## PROMPT
Rewrite the material below with "ring rule" changed to "fill rule" everywhere it occurs, leaving everything else unchanged.

## BEGIN DATASET ROWS

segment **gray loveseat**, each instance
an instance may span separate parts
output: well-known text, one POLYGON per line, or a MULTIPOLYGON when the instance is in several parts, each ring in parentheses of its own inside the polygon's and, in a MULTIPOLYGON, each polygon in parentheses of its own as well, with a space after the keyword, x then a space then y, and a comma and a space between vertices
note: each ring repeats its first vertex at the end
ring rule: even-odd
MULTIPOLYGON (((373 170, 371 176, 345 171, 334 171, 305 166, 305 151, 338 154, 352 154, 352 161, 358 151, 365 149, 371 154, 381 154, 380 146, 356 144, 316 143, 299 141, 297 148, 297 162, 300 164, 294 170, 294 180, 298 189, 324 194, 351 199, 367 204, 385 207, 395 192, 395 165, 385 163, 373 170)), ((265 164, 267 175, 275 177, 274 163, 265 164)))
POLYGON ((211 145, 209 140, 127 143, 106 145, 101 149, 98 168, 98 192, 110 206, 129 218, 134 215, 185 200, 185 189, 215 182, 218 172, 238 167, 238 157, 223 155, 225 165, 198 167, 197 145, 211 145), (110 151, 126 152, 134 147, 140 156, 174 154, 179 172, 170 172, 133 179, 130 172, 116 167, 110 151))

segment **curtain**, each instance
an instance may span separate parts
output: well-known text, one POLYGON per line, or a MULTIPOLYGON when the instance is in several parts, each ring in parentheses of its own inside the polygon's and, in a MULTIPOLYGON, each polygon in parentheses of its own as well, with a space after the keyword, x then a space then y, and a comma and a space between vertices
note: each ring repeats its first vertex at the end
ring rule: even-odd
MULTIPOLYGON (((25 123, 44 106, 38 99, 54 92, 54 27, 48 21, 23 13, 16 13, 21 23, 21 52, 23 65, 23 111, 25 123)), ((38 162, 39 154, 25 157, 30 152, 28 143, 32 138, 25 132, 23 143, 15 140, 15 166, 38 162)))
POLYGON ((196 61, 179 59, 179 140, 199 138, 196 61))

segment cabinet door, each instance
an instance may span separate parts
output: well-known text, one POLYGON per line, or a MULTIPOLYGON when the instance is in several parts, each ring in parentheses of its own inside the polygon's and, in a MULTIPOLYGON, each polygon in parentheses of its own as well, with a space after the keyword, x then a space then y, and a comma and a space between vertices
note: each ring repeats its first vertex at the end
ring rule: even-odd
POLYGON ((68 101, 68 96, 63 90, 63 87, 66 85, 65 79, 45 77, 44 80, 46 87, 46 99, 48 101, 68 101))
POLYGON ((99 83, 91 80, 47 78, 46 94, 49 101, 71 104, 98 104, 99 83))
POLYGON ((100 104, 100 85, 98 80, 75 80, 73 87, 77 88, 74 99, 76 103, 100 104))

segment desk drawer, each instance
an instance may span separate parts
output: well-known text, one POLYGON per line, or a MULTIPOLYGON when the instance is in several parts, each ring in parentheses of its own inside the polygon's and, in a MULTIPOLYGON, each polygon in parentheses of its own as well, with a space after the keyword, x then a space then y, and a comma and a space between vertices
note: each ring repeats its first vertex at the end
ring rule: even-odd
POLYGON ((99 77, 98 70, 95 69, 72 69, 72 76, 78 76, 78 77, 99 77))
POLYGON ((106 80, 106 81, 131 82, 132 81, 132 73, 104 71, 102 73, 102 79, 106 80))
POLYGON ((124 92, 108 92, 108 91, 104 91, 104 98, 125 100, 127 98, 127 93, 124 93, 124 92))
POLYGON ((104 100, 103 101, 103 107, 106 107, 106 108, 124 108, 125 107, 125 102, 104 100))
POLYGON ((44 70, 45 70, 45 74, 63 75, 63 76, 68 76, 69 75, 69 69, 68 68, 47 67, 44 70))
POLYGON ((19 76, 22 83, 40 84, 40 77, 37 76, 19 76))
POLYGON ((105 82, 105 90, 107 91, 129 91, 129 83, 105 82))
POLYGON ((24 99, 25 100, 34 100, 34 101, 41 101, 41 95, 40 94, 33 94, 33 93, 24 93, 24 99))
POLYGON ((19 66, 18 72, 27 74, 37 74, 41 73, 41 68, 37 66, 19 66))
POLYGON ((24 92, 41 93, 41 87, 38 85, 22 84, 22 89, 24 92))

## END DATASET ROWS

## SOLUTION FOR THIS PROBLEM
segment **gray loveseat**, each instance
an instance may span separate parts
output: well-known text, one POLYGON per line, or a MULTIPOLYGON when the instance is in several parts, each ring in parentheses of its own inside the polygon's and, in a MULTIPOLYGON, each polygon in parentheses of its own as well, with a space after the keyword, x then a space then y, and a comma and a space between vertices
note: each ring repeats its first vertex at the end
fill rule: even-odd
MULTIPOLYGON (((373 170, 371 176, 345 171, 334 171, 305 166, 305 151, 338 154, 352 154, 352 161, 358 151, 365 149, 371 154, 381 154, 380 146, 356 144, 316 143, 299 141, 297 148, 297 162, 300 164, 294 170, 294 180, 298 189, 324 194, 351 199, 367 204, 385 207, 395 192, 395 165, 385 163, 373 170)), ((265 164, 267 175, 275 177, 274 163, 265 164)))
POLYGON ((211 145, 209 140, 127 143, 106 145, 101 149, 98 168, 98 192, 110 206, 129 218, 134 215, 185 200, 185 189, 215 182, 218 172, 238 167, 238 157, 223 155, 225 165, 198 167, 197 145, 211 145), (110 151, 126 152, 134 147, 140 156, 174 154, 179 172, 170 172, 133 179, 130 172, 116 167, 110 151))

segment **curtain**, each instance
an instance may span separate parts
output: well-known text, one POLYGON per line, or a MULTIPOLYGON when the instance is in several parts, each ring in parentheses of its own inside the polygon's and, in a MULTIPOLYGON, each polygon in parentheses of its own as well, with a space after the keyword, x then a space then y, and a comma and a space between vertices
note: each ring repeats its first vertex at the end
fill rule: even-odd
MULTIPOLYGON (((25 123, 44 106, 38 99, 54 92, 54 27, 48 21, 23 13, 16 13, 21 23, 21 52, 23 65, 23 111, 25 123)), ((38 162, 39 154, 25 157, 30 152, 28 143, 32 138, 25 132, 23 143, 15 140, 15 166, 38 162)))
POLYGON ((196 61, 179 59, 179 140, 199 138, 196 61))

segment cabinet door, each instance
an instance may span separate parts
output: well-known text, one POLYGON per line, or a MULTIPOLYGON when the instance is in several parts, each ring in parentheses of its own inside the polygon's and, in a MULTIPOLYGON, each polygon in parentheses of its own as well, with a space after the keyword, x then a space then y, and a comma and a space between vertices
note: each ring repeats its first vertex at the end
fill rule: even-odd
POLYGON ((68 101, 68 96, 63 90, 63 87, 66 85, 65 79, 45 77, 44 80, 46 87, 46 99, 48 101, 68 101))
POLYGON ((99 83, 91 80, 47 78, 46 94, 49 101, 71 104, 98 104, 99 83))
POLYGON ((100 104, 100 85, 98 80, 75 80, 73 87, 77 88, 74 99, 76 103, 100 104))

segment desk drawer, each instance
an instance may span separate parts
output: well-known text, one POLYGON per line, or a MULTIPOLYGON when the instance is in several parts, each ring in parentheses of its own inside the polygon's and, in a MULTIPOLYGON, each polygon in parentheses of its own as well, with a space after the keyword, x then a space then y, and a comma and a space between vertices
note: each ring repeats its first vertex at the end
fill rule: even-odd
POLYGON ((99 77, 98 70, 95 69, 72 69, 72 76, 78 76, 78 77, 99 77))
POLYGON ((106 80, 106 81, 131 82, 132 81, 132 73, 104 71, 102 73, 102 79, 106 80))
POLYGON ((124 92, 108 92, 108 91, 104 91, 104 98, 125 100, 127 98, 127 93, 124 93, 124 92))
POLYGON ((104 100, 103 101, 103 107, 106 107, 106 108, 124 108, 125 107, 125 102, 104 100))
POLYGON ((44 70, 45 70, 45 74, 63 75, 63 76, 68 76, 69 75, 69 69, 68 68, 47 67, 44 70))
POLYGON ((19 76, 22 83, 40 84, 40 77, 37 76, 19 76))
POLYGON ((105 82, 105 90, 107 91, 129 91, 129 83, 105 82))
POLYGON ((24 99, 25 100, 34 100, 34 101, 41 101, 41 95, 40 94, 33 94, 33 93, 24 93, 24 99))
POLYGON ((19 66, 18 72, 27 74, 37 74, 41 73, 41 68, 37 66, 19 66))
POLYGON ((24 92, 41 93, 41 87, 38 85, 22 84, 22 89, 24 92))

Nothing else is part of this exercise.